You nailed this post. Little kids = little problems. Bigger kids = bigger problems. You did the right thing which is usually the tough thing. I say good job Toni!
Life lessons are so important Toni...you did the right thing!
I think having her call your SIL was probably the best thing you could have done. Our kids seem to get immune to us, but even the super-tough kids have a soft spot with other adults. That probably hammered it home.
Good job!
Toni, honey..you definitely taught her lesson that she will remember always...good parenting! I would have done the same..hey, guess what? You won my "Lost Trivia" contest....come over and see how well you did!
Yep, it gets harder as they older. More complicated issues.
Sounds like you handled things perfectly!
I think you handled it perfectly. And, you are right - it just gets harder and harder - but you will do just fine. Take care - Kellan
Yea for you! I think you handled it perfectly. I remember the first time Son truly lied to us. It made all those toddler and infant issues a breeze!
And, it also sounds like your SIL respects the fact that you have different opinions and kept her there only to pick up some food.
Yea for you! I think you handled it perfectly. I remember the first time Son truly lied to us. It made all those toddler and infant issues a breeze!
And, it also sounds like your SIL respects the fact that you have different opinions and kept her there only to pick up some food.
That really is a tough one, i do think you handled it the best way you could
Sounds like you did the right - the call to the SIL was important for her to make.
Not looking forward to bigger problems...though I am looking forward to sleepng through the night. Is the trade off worth it???

Provided data |
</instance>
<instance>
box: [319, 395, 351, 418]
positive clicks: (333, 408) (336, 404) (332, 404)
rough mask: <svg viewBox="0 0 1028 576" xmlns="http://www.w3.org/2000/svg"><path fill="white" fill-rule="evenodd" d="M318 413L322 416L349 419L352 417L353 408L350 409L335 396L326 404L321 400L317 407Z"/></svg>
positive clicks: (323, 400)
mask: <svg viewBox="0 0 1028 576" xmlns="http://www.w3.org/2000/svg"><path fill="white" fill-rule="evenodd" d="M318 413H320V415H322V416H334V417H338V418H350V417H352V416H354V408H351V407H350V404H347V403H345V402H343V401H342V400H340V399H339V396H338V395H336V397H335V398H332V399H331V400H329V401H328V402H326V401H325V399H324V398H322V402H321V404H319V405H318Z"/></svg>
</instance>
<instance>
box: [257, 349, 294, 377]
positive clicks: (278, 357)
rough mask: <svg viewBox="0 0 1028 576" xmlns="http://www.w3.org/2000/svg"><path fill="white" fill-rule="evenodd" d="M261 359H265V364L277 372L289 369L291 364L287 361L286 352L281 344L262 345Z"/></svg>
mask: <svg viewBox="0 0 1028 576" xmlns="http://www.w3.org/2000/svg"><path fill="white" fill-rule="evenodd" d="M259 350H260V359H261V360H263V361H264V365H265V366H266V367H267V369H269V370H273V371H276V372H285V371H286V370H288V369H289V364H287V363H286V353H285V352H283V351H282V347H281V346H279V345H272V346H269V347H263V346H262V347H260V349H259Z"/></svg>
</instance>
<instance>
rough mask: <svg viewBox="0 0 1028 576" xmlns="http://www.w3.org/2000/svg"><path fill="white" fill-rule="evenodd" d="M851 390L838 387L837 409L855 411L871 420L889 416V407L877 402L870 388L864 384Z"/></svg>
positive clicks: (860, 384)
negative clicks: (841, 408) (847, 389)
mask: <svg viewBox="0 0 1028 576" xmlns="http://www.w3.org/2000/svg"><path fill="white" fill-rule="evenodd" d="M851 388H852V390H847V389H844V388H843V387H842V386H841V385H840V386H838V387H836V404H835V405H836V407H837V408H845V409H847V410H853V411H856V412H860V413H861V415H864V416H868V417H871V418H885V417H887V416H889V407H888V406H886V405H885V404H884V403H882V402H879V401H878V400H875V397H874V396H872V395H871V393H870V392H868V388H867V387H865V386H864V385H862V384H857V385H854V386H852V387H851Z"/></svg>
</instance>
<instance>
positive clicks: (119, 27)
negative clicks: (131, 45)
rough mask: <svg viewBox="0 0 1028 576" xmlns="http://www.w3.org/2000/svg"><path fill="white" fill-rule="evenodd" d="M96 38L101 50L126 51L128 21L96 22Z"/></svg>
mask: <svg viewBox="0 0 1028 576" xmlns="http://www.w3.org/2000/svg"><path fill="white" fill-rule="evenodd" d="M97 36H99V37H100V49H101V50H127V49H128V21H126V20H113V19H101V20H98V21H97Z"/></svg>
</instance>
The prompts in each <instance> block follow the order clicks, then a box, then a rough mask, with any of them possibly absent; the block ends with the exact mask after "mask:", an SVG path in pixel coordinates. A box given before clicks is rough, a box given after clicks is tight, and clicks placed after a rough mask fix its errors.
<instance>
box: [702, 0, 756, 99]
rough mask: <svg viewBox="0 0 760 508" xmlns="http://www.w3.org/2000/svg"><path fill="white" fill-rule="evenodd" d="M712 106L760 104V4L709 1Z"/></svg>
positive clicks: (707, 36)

Tasks for this exercise |
• A. Answer these from the parenting comments above:
(i) What contest did Toni win, according to one commenter?
(ii) What name signs the comment that closes with "Take care"?
(iii) Which issues did the first time Son truly lied make seem "a breeze"?
• B. Please write out the passage of the parenting comments that begins at the words "Toni, honey..you definitely" and stops after "well you did!".

Numbered answers |
• A.
(i) The "Lost Trivia" contest.
(ii) Kellan.
(iii) The toddler and infant issues.

• B.
Toni, honey..you definitely taught her lesson that she will remember always...good parenting! I would have done the same..hey, guess what? You won my "Lost Trivia" contest....come over and see how well you did!